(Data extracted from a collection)
------------------------------------------------

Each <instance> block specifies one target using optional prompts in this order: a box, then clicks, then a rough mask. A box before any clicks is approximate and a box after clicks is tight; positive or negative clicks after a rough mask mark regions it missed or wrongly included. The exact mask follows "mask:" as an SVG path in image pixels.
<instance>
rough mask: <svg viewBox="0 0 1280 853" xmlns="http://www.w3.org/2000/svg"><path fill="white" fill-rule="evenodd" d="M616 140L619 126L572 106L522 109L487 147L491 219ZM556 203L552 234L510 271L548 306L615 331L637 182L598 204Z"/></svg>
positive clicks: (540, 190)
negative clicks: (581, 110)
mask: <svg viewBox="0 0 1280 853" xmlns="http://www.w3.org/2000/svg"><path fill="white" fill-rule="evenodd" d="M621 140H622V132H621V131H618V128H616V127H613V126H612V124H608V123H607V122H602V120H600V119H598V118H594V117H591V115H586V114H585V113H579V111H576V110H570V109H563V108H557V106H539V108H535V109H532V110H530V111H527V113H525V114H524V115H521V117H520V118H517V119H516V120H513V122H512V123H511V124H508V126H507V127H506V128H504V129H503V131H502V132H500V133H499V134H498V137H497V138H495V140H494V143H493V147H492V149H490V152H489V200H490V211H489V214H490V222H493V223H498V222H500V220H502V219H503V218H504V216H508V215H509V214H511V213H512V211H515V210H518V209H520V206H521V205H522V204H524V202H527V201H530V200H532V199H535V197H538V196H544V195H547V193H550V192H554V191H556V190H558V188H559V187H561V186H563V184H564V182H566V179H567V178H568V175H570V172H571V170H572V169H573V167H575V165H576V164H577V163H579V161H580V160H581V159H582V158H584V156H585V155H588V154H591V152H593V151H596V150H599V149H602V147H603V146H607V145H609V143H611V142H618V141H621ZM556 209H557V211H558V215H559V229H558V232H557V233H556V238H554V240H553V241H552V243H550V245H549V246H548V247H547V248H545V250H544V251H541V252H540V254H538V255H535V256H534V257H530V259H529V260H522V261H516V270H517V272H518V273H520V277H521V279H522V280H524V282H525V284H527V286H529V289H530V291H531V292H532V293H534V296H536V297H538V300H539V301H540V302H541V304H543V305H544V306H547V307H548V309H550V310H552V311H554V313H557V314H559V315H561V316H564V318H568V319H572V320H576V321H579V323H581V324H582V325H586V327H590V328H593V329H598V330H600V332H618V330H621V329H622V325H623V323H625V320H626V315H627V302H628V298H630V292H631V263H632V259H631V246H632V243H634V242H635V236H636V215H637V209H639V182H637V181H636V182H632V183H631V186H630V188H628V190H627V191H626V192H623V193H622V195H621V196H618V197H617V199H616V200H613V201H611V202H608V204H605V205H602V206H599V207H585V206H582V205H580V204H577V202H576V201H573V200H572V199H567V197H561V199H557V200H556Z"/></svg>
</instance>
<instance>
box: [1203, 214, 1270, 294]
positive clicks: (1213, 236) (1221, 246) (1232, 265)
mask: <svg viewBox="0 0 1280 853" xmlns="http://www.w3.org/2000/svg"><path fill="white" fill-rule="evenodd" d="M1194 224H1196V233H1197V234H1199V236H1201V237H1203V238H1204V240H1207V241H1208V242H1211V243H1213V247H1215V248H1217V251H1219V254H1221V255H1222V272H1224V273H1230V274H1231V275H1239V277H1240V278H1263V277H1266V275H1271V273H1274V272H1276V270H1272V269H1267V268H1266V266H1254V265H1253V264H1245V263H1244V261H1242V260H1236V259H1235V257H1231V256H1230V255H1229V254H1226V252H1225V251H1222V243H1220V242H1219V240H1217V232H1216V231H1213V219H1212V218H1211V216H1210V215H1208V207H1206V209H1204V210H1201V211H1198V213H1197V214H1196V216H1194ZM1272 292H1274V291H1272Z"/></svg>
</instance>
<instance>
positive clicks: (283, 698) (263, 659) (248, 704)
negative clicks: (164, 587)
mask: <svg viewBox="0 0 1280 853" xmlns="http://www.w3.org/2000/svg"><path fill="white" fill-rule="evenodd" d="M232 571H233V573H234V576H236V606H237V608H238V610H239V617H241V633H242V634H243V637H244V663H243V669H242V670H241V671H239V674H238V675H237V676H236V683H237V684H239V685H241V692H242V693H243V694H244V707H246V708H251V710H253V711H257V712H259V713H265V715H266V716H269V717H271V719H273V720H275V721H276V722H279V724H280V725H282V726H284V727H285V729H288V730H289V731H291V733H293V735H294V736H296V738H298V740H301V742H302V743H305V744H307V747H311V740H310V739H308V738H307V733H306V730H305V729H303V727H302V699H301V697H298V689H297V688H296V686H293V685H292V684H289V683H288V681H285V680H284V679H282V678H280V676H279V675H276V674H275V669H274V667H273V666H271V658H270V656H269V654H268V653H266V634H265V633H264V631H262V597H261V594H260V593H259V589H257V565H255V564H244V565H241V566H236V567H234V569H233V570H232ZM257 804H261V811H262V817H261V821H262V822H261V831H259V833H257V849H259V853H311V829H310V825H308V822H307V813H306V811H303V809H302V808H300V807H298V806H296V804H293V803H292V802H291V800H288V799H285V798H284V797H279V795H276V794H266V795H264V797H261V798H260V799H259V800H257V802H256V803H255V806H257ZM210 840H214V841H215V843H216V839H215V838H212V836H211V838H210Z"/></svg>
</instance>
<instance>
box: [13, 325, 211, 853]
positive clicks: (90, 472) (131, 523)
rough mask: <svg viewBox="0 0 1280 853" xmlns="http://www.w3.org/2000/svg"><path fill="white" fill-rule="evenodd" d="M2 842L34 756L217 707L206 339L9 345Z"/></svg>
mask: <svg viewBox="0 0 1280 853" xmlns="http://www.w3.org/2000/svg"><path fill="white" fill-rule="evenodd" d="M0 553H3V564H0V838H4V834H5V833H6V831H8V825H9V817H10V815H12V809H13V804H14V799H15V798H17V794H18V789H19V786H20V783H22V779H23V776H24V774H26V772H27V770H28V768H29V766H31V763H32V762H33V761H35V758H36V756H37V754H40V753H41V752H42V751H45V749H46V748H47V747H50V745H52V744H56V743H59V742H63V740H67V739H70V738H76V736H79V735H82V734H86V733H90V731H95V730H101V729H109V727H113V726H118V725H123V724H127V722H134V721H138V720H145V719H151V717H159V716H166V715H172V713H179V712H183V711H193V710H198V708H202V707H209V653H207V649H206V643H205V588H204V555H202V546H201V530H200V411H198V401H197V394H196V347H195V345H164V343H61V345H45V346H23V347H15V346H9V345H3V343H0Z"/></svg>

------------------------------------------------

◆ TASK DIRECTIONS
Filter the records above down to every line that contains the string "rough", treating case as significant, and copy those lines unchanged.

◆ EXERCISE SOLUTION
Each <instance> block specifies one target using optional prompts in this order: a box, then clicks, then a rough mask. A box before any clicks is approximate and a box after clicks is tight; positive or negative clicks after a rough mask mark regions it missed or wrongly included. The exact mask follows "mask:" as an SVG path in image pixels.
rough mask: <svg viewBox="0 0 1280 853" xmlns="http://www.w3.org/2000/svg"><path fill="white" fill-rule="evenodd" d="M616 140L619 126L572 106L522 109L487 147L491 219ZM556 203L552 234L510 271L548 306L615 331L637 182L598 204Z"/></svg>
rough mask: <svg viewBox="0 0 1280 853" xmlns="http://www.w3.org/2000/svg"><path fill="white" fill-rule="evenodd" d="M2 842L34 756L217 707L206 339L9 345Z"/></svg>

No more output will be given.